Collection entries:
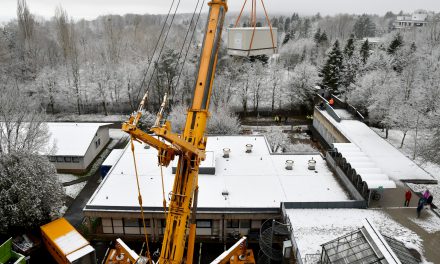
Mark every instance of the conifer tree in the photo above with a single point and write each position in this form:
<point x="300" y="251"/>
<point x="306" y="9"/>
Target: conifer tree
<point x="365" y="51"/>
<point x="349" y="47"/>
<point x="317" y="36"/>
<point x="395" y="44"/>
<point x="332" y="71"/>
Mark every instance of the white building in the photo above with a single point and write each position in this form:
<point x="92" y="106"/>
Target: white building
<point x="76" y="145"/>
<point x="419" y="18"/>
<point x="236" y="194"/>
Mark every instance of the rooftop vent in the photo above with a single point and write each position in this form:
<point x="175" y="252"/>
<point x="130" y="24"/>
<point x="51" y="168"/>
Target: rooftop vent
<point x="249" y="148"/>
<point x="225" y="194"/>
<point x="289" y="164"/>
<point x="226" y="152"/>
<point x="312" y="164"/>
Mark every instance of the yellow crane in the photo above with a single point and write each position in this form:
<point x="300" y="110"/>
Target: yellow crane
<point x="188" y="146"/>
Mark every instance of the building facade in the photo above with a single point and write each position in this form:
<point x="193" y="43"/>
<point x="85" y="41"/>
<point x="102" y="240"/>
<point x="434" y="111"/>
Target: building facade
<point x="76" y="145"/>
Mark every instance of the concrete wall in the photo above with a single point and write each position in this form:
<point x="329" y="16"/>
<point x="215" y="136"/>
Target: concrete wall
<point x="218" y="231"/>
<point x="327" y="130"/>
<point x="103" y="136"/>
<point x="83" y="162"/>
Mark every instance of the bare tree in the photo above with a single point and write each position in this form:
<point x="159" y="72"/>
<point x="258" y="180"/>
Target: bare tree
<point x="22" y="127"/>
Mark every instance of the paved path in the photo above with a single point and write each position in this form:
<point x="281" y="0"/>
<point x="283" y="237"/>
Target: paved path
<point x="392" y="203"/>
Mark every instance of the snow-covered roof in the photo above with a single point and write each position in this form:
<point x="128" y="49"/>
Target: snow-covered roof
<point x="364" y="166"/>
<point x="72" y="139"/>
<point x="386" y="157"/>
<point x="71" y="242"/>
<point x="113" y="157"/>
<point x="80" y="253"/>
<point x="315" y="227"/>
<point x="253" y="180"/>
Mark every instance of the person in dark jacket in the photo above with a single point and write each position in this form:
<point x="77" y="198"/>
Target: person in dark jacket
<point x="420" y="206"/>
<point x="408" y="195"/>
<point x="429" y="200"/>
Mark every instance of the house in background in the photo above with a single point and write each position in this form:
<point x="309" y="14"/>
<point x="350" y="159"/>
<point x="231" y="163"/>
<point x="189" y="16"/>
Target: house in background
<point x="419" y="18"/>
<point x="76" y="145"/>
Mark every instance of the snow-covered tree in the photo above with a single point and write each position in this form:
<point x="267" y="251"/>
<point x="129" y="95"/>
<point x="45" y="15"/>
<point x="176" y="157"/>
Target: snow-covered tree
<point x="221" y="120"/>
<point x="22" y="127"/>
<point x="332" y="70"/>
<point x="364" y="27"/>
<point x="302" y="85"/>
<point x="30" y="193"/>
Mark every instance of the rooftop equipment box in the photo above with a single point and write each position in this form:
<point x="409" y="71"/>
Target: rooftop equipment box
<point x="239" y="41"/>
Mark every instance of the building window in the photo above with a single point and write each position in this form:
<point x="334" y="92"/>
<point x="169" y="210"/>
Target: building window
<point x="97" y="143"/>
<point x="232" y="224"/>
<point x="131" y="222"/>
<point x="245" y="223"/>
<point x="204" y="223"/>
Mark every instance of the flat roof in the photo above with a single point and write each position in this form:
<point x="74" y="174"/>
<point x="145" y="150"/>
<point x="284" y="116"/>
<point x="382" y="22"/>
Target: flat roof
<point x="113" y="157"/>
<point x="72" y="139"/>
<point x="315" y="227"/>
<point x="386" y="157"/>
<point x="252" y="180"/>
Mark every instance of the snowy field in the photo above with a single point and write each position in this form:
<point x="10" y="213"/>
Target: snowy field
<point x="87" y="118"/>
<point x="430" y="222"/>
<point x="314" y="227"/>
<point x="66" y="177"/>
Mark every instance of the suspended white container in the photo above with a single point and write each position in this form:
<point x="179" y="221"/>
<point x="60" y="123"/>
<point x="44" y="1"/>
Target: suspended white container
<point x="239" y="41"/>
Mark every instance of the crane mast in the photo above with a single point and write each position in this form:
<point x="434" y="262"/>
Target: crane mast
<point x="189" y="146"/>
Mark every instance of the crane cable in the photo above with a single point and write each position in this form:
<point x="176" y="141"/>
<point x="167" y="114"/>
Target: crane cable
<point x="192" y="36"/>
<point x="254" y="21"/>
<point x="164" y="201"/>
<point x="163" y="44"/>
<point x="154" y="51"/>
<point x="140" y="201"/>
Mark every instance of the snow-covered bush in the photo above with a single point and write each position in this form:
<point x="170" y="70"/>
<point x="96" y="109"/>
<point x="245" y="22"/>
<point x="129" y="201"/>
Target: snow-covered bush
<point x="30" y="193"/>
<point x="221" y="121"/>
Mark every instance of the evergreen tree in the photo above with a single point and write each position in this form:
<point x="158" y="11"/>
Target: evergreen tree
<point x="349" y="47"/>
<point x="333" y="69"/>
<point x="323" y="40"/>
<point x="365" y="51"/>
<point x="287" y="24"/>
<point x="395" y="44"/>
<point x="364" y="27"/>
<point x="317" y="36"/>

SHORT TASK: Pictures in the data above should not be copied; transcribe everything else exactly.

EXPECTED OUTPUT:
Mark every instance of the conifer tree in the photo above with a single point and write each position in this form:
<point x="300" y="251"/>
<point x="306" y="9"/>
Target: conifer tree
<point x="365" y="51"/>
<point x="349" y="47"/>
<point x="317" y="36"/>
<point x="395" y="44"/>
<point x="332" y="71"/>
Mark every instance of the white building in the photo above with a single point and write each position in this form:
<point x="92" y="106"/>
Target: white building
<point x="76" y="145"/>
<point x="419" y="18"/>
<point x="236" y="194"/>
Mark every instance of the rooftop vent in the photo above with a single point and write each position in this form:
<point x="175" y="252"/>
<point x="130" y="24"/>
<point x="51" y="168"/>
Target: rooftop vent
<point x="249" y="148"/>
<point x="225" y="194"/>
<point x="289" y="164"/>
<point x="226" y="152"/>
<point x="312" y="164"/>
Mark every instance of the yellow crane in the photo above with a single point and write each position in this form:
<point x="300" y="110"/>
Target: yellow crane
<point x="188" y="146"/>
Mark every instance of the building facade in the photo above with a single point and write each position in this form:
<point x="193" y="43"/>
<point x="85" y="41"/>
<point x="102" y="240"/>
<point x="434" y="111"/>
Target: building facade
<point x="76" y="145"/>
Mark every instance of the concrete wall in the photo above with a single point and write each position in this form:
<point x="329" y="16"/>
<point x="215" y="136"/>
Target: concrete wall
<point x="218" y="231"/>
<point x="327" y="130"/>
<point x="103" y="136"/>
<point x="83" y="162"/>
Mark every instance of the bare tree in the photo above with a single point and write each position in this form:
<point x="159" y="72"/>
<point x="258" y="180"/>
Target: bare tree
<point x="22" y="127"/>
Mark every instance of the paved path in the photo above with a single point and write each position in this form:
<point x="281" y="0"/>
<point x="283" y="237"/>
Target: paved path
<point x="392" y="203"/>
Mark every instance of the snow-covered roof in the photo above with a single point and write each position in this form:
<point x="128" y="49"/>
Target: snow-covered roof
<point x="364" y="166"/>
<point x="72" y="139"/>
<point x="386" y="157"/>
<point x="71" y="242"/>
<point x="113" y="157"/>
<point x="80" y="253"/>
<point x="315" y="227"/>
<point x="253" y="180"/>
Mark every instance of the person in dark jacket in the photo above with a single point and write each position in this form:
<point x="77" y="198"/>
Target: person in dark jacket
<point x="420" y="206"/>
<point x="408" y="195"/>
<point x="429" y="200"/>
Mark every instance of the house in background in the photo above with a single point and write each position in this form:
<point x="309" y="14"/>
<point x="350" y="159"/>
<point x="231" y="163"/>
<point x="189" y="16"/>
Target: house in background
<point x="419" y="18"/>
<point x="76" y="145"/>
Mark every instance of the snow-covered tree in the photo above with a single point and write each position in this form:
<point x="267" y="251"/>
<point x="129" y="95"/>
<point x="45" y="15"/>
<point x="176" y="157"/>
Target: snow-covered tree
<point x="221" y="120"/>
<point x="22" y="127"/>
<point x="332" y="70"/>
<point x="364" y="27"/>
<point x="302" y="85"/>
<point x="30" y="193"/>
Mark every instance of the rooftop equipment box in the photo above with a single point and write each position in this form:
<point x="409" y="71"/>
Target: rooftop equipment box
<point x="239" y="41"/>
Mark every instance of the building window in the photo above with a single point and write each position in this form:
<point x="334" y="92"/>
<point x="169" y="210"/>
Target: building window
<point x="97" y="143"/>
<point x="232" y="224"/>
<point x="131" y="222"/>
<point x="245" y="223"/>
<point x="204" y="223"/>
Mark every instance of the flat roof in the photo above with a single point and write each position in this form:
<point x="74" y="174"/>
<point x="145" y="150"/>
<point x="284" y="116"/>
<point x="382" y="22"/>
Target: flat roof
<point x="113" y="157"/>
<point x="72" y="139"/>
<point x="315" y="227"/>
<point x="386" y="157"/>
<point x="252" y="180"/>
Mark every instance of the snowy field in the photo above with a single point and write each position in this form:
<point x="10" y="213"/>
Target: snowy field
<point x="87" y="118"/>
<point x="430" y="222"/>
<point x="314" y="227"/>
<point x="66" y="177"/>
Mark every instance of the suspended white container in the photo above with a single point and write each position in this form:
<point x="179" y="221"/>
<point x="60" y="123"/>
<point x="44" y="1"/>
Target: suspended white container
<point x="239" y="41"/>
Mark every instance of the crane mast in the photo above with a single point and write each position in this form:
<point x="434" y="262"/>
Target: crane mast
<point x="189" y="146"/>
Mark every instance of the crane cable in the photo above with a single point and write each position in this form:
<point x="176" y="141"/>
<point x="167" y="114"/>
Target: crane cable
<point x="192" y="36"/>
<point x="254" y="21"/>
<point x="164" y="201"/>
<point x="163" y="44"/>
<point x="154" y="51"/>
<point x="140" y="201"/>
Mark every instance of the snow-covered bush in the photo above with a single point and write each position in this form:
<point x="170" y="70"/>
<point x="96" y="109"/>
<point x="245" y="22"/>
<point x="129" y="201"/>
Target: snow-covered bush
<point x="30" y="193"/>
<point x="221" y="121"/>
Mark every instance of the evergreen tree in the photo above with a single point and write each position in this form:
<point x="158" y="11"/>
Target: evergreen tree
<point x="349" y="47"/>
<point x="333" y="69"/>
<point x="323" y="40"/>
<point x="365" y="51"/>
<point x="287" y="24"/>
<point x="395" y="44"/>
<point x="364" y="27"/>
<point x="317" y="36"/>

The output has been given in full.